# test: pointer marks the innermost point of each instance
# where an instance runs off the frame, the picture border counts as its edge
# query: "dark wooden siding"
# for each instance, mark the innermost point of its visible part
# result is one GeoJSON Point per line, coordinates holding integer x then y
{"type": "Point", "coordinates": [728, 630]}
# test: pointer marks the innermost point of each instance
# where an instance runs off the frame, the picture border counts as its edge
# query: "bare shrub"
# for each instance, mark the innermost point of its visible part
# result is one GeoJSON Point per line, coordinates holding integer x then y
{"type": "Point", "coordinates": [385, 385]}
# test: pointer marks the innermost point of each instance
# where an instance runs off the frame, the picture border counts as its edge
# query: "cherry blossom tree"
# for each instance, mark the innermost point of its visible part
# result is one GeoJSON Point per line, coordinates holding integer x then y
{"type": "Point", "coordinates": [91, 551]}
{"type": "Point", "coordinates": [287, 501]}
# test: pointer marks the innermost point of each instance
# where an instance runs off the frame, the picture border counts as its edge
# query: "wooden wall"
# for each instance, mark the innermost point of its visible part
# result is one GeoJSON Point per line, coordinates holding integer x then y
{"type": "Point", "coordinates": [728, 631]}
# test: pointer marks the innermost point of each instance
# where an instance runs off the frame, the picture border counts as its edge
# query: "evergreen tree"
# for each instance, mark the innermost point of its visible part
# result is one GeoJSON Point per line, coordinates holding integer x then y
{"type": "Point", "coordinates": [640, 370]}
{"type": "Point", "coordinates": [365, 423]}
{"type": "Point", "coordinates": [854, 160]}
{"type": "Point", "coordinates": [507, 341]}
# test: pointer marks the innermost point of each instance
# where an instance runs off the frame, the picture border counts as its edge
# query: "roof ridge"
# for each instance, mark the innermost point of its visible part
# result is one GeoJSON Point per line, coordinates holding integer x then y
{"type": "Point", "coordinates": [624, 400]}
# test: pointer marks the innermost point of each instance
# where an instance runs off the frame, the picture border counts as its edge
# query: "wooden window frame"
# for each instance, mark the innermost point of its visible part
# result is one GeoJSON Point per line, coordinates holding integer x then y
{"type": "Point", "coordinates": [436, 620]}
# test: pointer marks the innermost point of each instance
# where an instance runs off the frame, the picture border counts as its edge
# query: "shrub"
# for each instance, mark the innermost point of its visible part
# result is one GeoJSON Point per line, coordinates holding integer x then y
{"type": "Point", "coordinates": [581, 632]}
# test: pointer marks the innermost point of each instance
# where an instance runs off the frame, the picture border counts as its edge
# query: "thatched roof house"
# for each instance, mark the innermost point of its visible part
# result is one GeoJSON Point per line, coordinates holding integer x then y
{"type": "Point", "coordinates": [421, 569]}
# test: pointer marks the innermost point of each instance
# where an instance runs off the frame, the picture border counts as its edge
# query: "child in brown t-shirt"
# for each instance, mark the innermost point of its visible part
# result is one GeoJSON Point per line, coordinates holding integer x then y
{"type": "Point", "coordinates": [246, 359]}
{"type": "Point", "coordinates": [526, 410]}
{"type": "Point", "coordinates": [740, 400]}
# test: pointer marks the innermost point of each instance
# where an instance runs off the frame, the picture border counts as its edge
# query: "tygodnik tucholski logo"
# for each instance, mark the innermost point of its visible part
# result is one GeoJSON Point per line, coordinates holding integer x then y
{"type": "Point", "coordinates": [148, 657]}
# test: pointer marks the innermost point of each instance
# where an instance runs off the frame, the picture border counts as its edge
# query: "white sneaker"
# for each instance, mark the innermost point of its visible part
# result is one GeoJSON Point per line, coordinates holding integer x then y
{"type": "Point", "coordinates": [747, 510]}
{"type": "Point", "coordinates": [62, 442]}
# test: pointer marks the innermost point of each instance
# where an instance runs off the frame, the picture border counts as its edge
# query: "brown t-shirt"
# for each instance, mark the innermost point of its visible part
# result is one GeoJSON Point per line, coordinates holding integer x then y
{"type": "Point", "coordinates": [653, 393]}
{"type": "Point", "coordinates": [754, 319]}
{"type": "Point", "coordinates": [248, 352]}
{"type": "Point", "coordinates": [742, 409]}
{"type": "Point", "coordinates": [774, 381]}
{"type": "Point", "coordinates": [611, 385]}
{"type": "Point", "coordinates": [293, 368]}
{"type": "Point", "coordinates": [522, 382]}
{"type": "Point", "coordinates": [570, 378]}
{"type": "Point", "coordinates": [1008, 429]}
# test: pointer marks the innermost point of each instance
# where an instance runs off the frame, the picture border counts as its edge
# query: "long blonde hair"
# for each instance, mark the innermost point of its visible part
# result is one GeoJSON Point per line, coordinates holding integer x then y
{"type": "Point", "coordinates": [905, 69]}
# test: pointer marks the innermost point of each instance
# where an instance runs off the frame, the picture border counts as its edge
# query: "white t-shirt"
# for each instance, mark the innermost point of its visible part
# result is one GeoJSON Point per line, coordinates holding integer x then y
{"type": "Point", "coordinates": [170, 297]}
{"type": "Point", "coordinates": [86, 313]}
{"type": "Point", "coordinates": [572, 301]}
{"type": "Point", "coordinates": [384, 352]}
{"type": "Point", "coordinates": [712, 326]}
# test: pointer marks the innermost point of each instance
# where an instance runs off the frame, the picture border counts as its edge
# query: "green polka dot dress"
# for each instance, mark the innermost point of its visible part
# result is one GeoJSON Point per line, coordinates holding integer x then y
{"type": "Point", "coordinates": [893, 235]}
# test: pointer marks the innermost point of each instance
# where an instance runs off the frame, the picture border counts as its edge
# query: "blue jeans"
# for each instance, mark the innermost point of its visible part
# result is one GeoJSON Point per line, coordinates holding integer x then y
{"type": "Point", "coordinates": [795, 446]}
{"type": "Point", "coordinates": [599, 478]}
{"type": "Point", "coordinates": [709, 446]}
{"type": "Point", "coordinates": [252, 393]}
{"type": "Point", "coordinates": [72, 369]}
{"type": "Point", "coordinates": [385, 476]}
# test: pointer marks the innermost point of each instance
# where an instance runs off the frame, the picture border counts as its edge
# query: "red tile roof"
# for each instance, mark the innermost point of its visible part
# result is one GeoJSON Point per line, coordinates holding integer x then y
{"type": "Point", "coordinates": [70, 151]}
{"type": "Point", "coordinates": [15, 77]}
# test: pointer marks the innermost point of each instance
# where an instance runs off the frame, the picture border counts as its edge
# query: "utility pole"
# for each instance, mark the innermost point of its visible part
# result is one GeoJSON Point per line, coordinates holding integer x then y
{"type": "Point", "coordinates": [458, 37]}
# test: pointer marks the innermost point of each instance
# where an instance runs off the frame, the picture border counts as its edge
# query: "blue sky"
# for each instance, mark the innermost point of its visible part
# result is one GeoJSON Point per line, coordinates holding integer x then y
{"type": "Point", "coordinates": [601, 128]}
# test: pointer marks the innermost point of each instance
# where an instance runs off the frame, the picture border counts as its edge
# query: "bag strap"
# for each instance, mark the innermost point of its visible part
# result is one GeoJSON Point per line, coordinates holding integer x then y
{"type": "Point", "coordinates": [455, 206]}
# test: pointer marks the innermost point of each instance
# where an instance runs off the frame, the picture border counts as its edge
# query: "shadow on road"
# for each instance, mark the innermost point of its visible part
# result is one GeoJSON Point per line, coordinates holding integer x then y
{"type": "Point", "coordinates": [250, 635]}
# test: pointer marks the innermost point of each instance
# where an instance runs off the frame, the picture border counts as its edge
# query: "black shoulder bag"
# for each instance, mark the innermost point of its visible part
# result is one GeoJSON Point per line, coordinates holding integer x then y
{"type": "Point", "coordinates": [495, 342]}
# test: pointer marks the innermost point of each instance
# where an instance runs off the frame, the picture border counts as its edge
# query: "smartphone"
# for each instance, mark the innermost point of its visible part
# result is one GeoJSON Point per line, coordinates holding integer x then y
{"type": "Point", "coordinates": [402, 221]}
* * *
_YOUR INSTRUCTIONS:_
Which lines in the records above contain the word "wooden"? Pull out each of those lines and copy it in full.

_TASK OUTPUT:_
# query: "dark wooden siding"
# query: "wooden wall"
# query: "wooden window frame"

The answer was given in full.